→ WHAT YOU ARE ASKED TO DO
List every line in the entries below that contains the string "shirt", copying each such line in full. Matching is case-sensitive.

— begin RECORDS SUPPLIED —

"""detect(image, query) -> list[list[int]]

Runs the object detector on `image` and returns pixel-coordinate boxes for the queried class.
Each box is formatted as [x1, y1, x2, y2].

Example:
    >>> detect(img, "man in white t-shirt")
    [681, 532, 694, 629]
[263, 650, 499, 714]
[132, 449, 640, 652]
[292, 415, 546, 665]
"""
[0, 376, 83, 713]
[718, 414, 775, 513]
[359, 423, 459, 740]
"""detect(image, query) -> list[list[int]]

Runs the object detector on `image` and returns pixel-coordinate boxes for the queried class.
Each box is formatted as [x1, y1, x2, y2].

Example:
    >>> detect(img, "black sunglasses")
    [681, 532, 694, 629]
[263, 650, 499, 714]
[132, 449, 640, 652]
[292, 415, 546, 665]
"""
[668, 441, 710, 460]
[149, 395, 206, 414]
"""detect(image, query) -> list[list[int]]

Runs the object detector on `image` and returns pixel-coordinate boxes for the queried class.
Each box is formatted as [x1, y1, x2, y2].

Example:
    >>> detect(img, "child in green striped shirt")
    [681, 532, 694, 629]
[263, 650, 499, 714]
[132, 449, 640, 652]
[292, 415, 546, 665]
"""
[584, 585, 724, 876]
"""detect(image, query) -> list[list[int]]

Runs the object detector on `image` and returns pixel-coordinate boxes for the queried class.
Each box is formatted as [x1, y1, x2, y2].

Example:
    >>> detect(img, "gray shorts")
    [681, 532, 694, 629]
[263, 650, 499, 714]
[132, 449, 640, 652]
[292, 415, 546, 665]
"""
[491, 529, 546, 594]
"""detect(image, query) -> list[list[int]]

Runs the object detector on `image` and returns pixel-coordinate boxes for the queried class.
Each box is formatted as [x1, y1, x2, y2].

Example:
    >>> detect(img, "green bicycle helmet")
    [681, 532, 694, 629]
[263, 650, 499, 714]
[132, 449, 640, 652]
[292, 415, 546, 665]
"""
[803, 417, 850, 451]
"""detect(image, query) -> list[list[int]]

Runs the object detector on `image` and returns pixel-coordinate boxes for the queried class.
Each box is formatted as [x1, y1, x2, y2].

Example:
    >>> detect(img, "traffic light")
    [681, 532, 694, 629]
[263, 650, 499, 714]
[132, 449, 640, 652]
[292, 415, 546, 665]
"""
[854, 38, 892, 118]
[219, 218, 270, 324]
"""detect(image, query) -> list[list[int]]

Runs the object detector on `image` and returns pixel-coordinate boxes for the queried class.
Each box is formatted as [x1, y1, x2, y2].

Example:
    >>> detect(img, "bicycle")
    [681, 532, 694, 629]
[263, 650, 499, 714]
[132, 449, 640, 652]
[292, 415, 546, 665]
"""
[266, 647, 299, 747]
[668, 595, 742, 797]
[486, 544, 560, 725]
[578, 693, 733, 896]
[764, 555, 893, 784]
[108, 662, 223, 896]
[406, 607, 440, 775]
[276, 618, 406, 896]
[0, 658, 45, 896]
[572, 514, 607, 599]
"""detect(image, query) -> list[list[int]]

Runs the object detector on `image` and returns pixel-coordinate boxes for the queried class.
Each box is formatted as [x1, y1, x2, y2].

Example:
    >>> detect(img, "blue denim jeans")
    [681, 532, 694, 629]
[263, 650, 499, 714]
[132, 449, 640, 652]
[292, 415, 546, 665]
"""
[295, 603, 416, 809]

— end RECORDS SUPPLIED —

→ EXERCISE RESPONSE
    >>> detect(img, "man in white t-shirt")
    >>> detect(img, "child in green striped shirt")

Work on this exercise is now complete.